When the vnode's state is mutated in oninit, which is very common for stateful components (like forms and interactive content), the state itself could easily become deopted (I believe the threshold is 4 mutations, which would show almost instantly), and people aren't going to like that for frequently replaced and/or rendered components.

[dead-claudia]

To clarify, it's not uncommon to see code similar to this:

oninit: function (vnode) {
    vnode.state.counter++
},
view: function (vnode) {
    return [
        m(".counter", vnode.state.counter),
        m("input", onclicjk:  function () {
            vnode.state.counter= 10
        }),
}

[lhorie]

Ok, but that's unrelated to the topic of making a vnode tree easier to statically analyze.

Re: fast properties, the cost of the toFastProperties hack would have to offset the cost of hashmap lookups. I think it would be very difficult to come up w/ a representative A/B test to figure out whether to apply the hack or not.

[dead-claudia]

@lhorie I see it as indirectly related, but you're right in that particular problem belongs elsewhere.

I have another question: would it be possible to make the internal tree carry a different type for its entries than the external API?

By internalizing the representation, you've both simplified the external API (and @tivac may appreciate that), and exposed less of the implementation, which allows much more internal freedom for various changes and optimizations, including after it's released. This would reduce memory usage by a lot, since you're diffing the same data either way, but you're not creating nearly as much after the first redraw to later compare, which is much easier for GCs to handle (they like smaller, more static objects). Also, for the hyperscript API, most of this is waste.

[lhorie]

@isiahmeadows Sorry, I don't understand your question. I also don't understand what exactly would reduce memory usage and I don't understand what part of the Node structure is "waste", given that every field is used for one use case or another.
■ ■ ■ ■ ■ ■ ■
Can you repeat the part of the thread that opens with the words containing "I have another" and closes with "this is waste.", switching "external API" to "public API"? These lines have no connection to the thread above.

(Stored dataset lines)
■ ■ ■ ■ ■ ■ ■
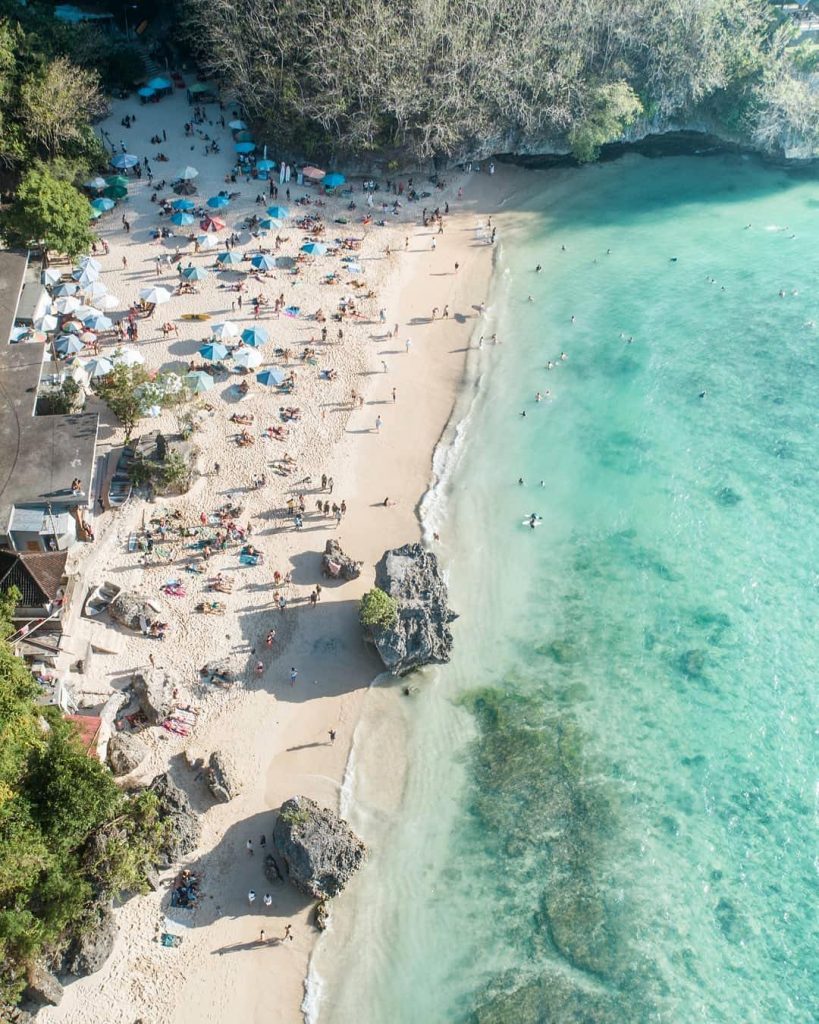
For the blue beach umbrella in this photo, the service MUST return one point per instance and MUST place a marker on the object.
(125, 160)
(255, 336)
(270, 378)
(199, 381)
(181, 219)
(195, 273)
(214, 350)
(263, 262)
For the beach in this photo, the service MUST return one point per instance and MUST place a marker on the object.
(276, 734)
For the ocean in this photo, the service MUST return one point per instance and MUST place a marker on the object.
(609, 807)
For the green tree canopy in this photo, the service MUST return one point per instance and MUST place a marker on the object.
(47, 211)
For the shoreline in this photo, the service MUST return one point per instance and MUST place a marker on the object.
(216, 972)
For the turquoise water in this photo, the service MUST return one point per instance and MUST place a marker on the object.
(611, 803)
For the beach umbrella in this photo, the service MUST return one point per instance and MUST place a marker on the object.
(128, 357)
(226, 330)
(199, 381)
(98, 323)
(51, 275)
(214, 350)
(247, 358)
(69, 344)
(263, 262)
(67, 304)
(229, 258)
(156, 296)
(255, 336)
(66, 288)
(46, 323)
(182, 219)
(270, 378)
(195, 273)
(98, 367)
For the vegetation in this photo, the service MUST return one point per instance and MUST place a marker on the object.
(68, 835)
(377, 608)
(454, 78)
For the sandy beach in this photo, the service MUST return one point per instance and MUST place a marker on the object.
(276, 734)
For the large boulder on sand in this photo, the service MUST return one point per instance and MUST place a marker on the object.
(221, 777)
(155, 692)
(130, 608)
(320, 851)
(93, 942)
(185, 832)
(126, 753)
(421, 632)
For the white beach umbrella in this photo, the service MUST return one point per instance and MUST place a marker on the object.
(226, 330)
(157, 296)
(248, 358)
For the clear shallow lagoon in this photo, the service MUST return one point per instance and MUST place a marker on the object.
(611, 803)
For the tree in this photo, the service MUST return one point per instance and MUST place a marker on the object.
(47, 212)
(377, 608)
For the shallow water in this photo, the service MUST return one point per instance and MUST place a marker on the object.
(610, 808)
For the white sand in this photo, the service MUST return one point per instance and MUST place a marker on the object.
(275, 734)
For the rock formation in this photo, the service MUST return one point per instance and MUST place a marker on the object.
(221, 777)
(126, 753)
(320, 850)
(421, 634)
(155, 692)
(185, 829)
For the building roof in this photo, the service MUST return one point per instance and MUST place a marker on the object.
(40, 456)
(37, 574)
(12, 273)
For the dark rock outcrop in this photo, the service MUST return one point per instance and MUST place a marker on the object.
(154, 690)
(93, 944)
(185, 830)
(421, 634)
(335, 563)
(221, 777)
(126, 753)
(42, 987)
(320, 851)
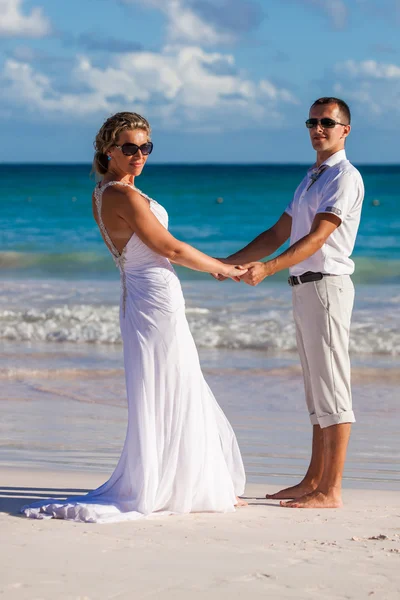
■ ■ ■ ■ ■ ■ ■
## Output for this exercise:
I have another question: would it be possible to make the internal tree carry a different type for its entries than the public API?

By internalizing the representation, you've both simplified the public API (and @tivac may appreciate that), and exposed less of the implementation, which allows much more internal freedom for various changes and optimizations, including after it's released. This would reduce memory usage by a lot, since you're diffing the same data either way, but you're not creating nearly as much after the first redraw to later compare, which is much easier for GCs to handle (they like smaller, more static objects). Also, for the hyperscript API, most of this is waste.